Text segment:
The original platforms are face brick but have been extended most likely in c. 1989 with elevated concrete slabs.

===Lamp building (c. 1920s)===
A small single room weatherboard building with skillion roof sloping towards platform clad in corrugated iron with simple timber supports for a short extended awning.

===Toilet structure – (1919, c. 1989)===
A small single room brick building with corrugated iron curved roof.

=== Condition ===

Generally in good condition. The extant station buildings have a high level of integrity. The group has however been diminished by the removal of the second waiting room building following a fire in c. 1979.

=== Modifications and dates ===
- 1919 goods siding laid in.
- 1941 goods siding reduced in length.

==Platforms and services==
Tahmoor has two side platforms. It is serviced by Sydney Trains Southern Highlands Line services travelling between Campbelltown and Moss Vale with limited morning services to Sydney Central and limited evening services to Goulburn.

| Platform | Line | Stopping pattern | Notes |
| 1 | SHL | services to Campbelltown morning services to Sydney Central (1 weekday, 2 weekend) |  |
| 2 | SHL | services to Moss Vale evening services to Goulburn (2 weekday, 1 weekend) |  |

== Heritage listing ==
As at 9 November 2010, Tahmoor Railway Station is of state significance for its key role in the development of the local area and the establishment of the town of Tahmoor. The site is significant for its ability to demonstrate the impact of the railways on shaping inland settlements following the deviation of the Great Southern line from Picton to Mittagong in 1919. The small timber station building is a rare example of the standard A2 station building issued in the early 20th century and constructed at small wayside country locations throughout NSW. The small timber lamp room and toilet structure are also rare and complement the setting of the small station group.

Tahmoor railway station was listed on the New South Wales State Heritage Register on 2 April 1999 having satisfied the following criteria.

The place is important in demonstrating the course, or pattern, of cultural or natural history in New South Wales.

Tahmoor Railway Station is of significance for its key role in the development of the local area and the establishment of the town of Tahmoor. The site is significant for its ability to demonstrate the impact of the railways on shaping inland settlements following the deviation of the Great Southern line from Picton to Mittagong in 1919.

Items drawn from a data source:
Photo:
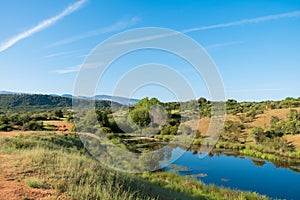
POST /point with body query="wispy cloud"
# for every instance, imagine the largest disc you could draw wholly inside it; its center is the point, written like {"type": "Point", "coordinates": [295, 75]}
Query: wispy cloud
{"type": "Point", "coordinates": [246, 21]}
{"type": "Point", "coordinates": [68, 70]}
{"type": "Point", "coordinates": [225, 44]}
{"type": "Point", "coordinates": [256, 90]}
{"type": "Point", "coordinates": [119, 25]}
{"type": "Point", "coordinates": [216, 26]}
{"type": "Point", "coordinates": [77, 68]}
{"type": "Point", "coordinates": [68, 53]}
{"type": "Point", "coordinates": [41, 26]}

Problem:
Could you extend the text on Tahmoor railway station, picking up after its final sentence?

Reply to the exercise:
The place is important in demonstrating aesthetic characteristics and/or a high degree of creative or technical achievement in New South Wales.

The small timber station building is a good example of the standard A2 station building issued in the early 20th century and constructed at small wayside country locations throughout NSW. The small timber lamp room complements the setting of the small station group.

The place has a strong or special association with a particular community or cultural group in New South Wales for social, cultural or spiritual reasons.

The site is of social significance to the local community on account of its lengthy association for providing an important source of employment, trade and social interaction for the local area. The site is significant for its ability to contribute to the local community's sense of place, is a distinctive feature of the daily life of many community members, and provides a connection to the local community's past.

The place possesses uncommon, rare or endangered aspects of the cultural or natural history of New South Wales.

The small station building and lamp room are rare examples of extant timber railway buildings in NSW, as many examples have been replaced by modern structures. The toilet structure is also a rare, albeit altered, surviving example of a standard structure, with only very few remaining in NSW.

The place is important in demonstrating the principal characteristics of a class of cultural or natural places/environments in New South Wales.

The site has representative significance for its collection of railway structures including the station building, lamp room and toilet structure that collectively demonstrate widespread early 20th-century railway customs, activities and design in NSW, and are representative of similar items that are found in other railway sites across the state.